In the material below, repeat only the lines from the one that holds "If you could pick out the dense" through the final line, exactly as they stand.
[Source data Boundary: Start]
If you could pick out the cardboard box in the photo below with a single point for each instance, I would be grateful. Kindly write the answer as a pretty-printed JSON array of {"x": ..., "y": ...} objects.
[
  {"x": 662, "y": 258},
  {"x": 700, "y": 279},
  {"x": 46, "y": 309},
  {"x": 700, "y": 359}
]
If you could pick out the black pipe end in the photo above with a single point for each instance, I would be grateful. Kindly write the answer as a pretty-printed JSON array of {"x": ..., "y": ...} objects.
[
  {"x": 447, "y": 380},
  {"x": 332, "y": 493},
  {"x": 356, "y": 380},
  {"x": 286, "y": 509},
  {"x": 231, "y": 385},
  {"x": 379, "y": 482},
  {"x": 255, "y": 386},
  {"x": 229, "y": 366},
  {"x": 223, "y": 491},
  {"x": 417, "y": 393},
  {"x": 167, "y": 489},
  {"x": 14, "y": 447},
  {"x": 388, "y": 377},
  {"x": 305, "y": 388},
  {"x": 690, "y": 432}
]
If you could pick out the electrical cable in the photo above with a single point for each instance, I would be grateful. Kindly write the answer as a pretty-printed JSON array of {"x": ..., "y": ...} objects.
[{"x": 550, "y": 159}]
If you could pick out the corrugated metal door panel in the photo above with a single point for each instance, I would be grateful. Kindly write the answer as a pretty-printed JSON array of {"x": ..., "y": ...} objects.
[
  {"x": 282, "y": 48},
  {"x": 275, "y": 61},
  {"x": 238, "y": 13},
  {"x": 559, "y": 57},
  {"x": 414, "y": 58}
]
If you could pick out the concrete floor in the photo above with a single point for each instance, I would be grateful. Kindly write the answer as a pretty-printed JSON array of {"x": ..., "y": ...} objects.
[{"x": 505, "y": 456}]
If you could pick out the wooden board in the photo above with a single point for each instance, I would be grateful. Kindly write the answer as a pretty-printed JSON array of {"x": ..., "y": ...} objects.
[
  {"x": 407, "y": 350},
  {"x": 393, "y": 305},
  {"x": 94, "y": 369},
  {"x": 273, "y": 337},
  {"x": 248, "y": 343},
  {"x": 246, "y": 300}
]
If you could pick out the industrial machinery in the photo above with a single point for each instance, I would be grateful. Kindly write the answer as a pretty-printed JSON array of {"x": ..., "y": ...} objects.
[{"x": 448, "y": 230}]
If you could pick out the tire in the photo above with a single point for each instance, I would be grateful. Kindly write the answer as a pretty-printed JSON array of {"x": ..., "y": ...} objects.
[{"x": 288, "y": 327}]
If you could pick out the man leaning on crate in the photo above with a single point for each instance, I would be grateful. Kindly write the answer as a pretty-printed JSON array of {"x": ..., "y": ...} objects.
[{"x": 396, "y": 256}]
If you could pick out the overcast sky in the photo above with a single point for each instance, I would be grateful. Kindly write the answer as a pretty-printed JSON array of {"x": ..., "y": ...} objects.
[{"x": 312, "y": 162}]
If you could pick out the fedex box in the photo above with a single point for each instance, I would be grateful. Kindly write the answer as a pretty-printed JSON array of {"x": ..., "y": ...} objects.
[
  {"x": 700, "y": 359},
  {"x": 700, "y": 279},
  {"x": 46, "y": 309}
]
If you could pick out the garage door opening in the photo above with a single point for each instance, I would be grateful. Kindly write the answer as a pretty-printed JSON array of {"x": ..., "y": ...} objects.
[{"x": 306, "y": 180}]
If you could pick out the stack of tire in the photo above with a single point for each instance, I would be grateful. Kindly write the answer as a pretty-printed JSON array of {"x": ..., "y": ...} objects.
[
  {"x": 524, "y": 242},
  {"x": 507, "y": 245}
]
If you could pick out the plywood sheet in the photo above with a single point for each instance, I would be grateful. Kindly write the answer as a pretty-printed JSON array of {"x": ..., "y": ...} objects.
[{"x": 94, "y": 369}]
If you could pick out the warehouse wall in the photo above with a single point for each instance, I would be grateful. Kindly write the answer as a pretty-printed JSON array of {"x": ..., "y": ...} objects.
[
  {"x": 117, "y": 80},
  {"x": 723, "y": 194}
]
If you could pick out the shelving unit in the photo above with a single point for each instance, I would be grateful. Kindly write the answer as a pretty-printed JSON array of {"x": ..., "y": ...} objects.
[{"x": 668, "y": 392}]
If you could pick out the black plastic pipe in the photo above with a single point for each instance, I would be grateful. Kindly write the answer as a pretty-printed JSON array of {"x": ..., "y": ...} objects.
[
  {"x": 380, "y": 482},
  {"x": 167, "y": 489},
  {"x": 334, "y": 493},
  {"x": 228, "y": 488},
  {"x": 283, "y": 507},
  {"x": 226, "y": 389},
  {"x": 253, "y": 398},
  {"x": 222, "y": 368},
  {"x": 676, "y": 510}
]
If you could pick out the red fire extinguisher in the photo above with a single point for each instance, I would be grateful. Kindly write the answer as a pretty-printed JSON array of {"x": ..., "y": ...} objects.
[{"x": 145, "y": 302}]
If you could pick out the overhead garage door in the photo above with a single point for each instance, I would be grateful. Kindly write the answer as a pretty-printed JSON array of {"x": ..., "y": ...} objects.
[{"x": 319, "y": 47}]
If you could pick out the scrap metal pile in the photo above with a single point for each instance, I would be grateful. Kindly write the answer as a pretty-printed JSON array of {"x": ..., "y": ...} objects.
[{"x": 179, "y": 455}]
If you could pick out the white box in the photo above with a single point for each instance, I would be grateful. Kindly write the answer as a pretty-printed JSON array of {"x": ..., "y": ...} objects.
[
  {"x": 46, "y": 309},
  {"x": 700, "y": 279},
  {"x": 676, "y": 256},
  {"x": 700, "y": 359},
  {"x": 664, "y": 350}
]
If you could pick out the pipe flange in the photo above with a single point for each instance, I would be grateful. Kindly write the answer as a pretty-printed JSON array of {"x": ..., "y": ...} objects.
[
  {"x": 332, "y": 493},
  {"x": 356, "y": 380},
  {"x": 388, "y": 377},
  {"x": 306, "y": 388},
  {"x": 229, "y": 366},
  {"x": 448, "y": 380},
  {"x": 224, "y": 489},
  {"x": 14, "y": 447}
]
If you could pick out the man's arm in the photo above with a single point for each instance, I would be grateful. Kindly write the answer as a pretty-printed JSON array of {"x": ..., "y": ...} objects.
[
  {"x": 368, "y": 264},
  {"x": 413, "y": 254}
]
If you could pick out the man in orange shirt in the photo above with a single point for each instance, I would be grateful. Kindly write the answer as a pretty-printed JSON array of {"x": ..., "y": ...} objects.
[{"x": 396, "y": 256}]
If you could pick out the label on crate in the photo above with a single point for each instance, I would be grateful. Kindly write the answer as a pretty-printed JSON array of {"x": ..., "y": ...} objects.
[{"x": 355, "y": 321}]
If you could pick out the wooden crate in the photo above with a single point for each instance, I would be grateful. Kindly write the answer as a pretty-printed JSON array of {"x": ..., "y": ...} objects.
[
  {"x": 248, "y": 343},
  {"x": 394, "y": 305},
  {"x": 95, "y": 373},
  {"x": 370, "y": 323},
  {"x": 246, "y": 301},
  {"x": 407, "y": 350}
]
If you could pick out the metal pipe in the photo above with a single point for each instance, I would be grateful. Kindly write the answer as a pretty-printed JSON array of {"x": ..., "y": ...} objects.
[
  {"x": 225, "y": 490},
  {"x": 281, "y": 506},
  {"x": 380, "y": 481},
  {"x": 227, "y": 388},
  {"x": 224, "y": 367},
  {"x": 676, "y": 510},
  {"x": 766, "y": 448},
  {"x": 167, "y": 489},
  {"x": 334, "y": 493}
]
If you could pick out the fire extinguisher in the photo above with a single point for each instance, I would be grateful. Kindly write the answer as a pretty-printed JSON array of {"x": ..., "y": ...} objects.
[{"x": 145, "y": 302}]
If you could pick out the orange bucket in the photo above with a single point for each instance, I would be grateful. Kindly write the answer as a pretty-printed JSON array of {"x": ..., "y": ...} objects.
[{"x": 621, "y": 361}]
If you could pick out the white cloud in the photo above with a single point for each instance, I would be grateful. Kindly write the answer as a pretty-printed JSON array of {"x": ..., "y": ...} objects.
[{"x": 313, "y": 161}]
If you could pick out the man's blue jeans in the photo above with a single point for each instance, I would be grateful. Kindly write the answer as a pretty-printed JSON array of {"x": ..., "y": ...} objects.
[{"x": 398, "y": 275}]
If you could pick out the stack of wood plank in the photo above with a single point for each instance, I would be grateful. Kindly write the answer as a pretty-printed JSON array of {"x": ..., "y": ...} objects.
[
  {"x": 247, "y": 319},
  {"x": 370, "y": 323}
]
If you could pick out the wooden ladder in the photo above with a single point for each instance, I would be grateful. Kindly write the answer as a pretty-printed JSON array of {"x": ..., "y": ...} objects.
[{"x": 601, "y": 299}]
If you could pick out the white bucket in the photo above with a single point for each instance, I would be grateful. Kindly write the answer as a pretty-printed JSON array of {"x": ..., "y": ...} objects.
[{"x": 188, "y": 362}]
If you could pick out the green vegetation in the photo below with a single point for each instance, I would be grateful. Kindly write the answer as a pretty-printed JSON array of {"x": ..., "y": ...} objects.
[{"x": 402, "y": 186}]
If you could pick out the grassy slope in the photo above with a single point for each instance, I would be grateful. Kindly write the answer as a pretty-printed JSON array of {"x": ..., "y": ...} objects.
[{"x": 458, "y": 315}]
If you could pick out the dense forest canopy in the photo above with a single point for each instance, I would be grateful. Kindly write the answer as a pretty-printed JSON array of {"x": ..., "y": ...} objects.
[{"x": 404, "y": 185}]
[Source data Boundary: End]
* _The answer_
If you could pick out the dense forest canopy in the photo above with a single point for each instance, I would be grateful. Kindly write the answer as a pretty-printed JSON array of {"x": ..., "y": ...} objects.
[{"x": 404, "y": 185}]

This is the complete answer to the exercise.